▸ **Provided data**:
————
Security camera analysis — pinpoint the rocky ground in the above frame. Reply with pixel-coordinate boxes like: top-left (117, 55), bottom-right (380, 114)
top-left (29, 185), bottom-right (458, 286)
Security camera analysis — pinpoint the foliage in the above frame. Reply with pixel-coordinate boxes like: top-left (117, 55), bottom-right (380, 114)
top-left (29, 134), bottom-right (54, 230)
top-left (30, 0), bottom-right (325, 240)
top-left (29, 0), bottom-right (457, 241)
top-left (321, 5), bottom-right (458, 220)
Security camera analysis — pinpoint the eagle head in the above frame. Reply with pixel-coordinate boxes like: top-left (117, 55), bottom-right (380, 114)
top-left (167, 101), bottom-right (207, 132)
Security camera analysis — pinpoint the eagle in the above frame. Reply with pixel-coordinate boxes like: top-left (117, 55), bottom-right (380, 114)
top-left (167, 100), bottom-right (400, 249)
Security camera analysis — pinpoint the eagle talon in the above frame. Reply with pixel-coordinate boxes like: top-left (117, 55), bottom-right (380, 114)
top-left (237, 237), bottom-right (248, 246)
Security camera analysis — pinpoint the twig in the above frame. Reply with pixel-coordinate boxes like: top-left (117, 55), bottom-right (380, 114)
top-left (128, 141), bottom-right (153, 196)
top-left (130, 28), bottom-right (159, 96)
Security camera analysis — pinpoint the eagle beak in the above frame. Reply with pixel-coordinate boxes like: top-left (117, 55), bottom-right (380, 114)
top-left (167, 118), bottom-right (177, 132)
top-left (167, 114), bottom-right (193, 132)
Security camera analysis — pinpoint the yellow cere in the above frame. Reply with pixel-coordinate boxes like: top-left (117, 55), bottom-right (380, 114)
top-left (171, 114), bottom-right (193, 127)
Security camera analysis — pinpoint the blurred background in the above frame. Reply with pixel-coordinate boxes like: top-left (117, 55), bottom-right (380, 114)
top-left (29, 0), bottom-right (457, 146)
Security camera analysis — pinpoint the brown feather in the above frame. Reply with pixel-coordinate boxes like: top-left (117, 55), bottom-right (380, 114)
————
▸ **Exercise brief**: Can you give the records from the line with "Security camera analysis — pinpoint the eagle head" to the line with "top-left (171, 114), bottom-right (193, 127)", both ends included, as a JSON list of strings, one string per line and no blank lines?

▸ **Task answer**:
[
  "Security camera analysis — pinpoint the eagle head in the above frame. Reply with pixel-coordinate boxes like: top-left (117, 55), bottom-right (380, 114)",
  "top-left (167, 101), bottom-right (207, 132)",
  "Security camera analysis — pinpoint the eagle in the above frame. Reply with pixel-coordinate boxes like: top-left (117, 55), bottom-right (380, 114)",
  "top-left (167, 100), bottom-right (400, 249)",
  "Security camera analysis — pinpoint the eagle talon in the above frame. Reply with pixel-coordinate boxes like: top-left (117, 55), bottom-right (380, 114)",
  "top-left (237, 237), bottom-right (248, 246)",
  "Security camera analysis — pinpoint the twig in the above frame. Reply with pixel-coordinate boxes like: top-left (117, 55), bottom-right (380, 114)",
  "top-left (128, 141), bottom-right (153, 196)",
  "top-left (130, 28), bottom-right (159, 96)",
  "Security camera analysis — pinpoint the eagle beak in the above frame. Reply with pixel-coordinate boxes like: top-left (117, 55), bottom-right (380, 114)",
  "top-left (167, 118), bottom-right (177, 132)",
  "top-left (167, 114), bottom-right (193, 132)",
  "Security camera analysis — pinpoint the yellow cere in the above frame. Reply with pixel-coordinate boxes like: top-left (117, 55), bottom-right (380, 114)",
  "top-left (171, 114), bottom-right (193, 127)"
]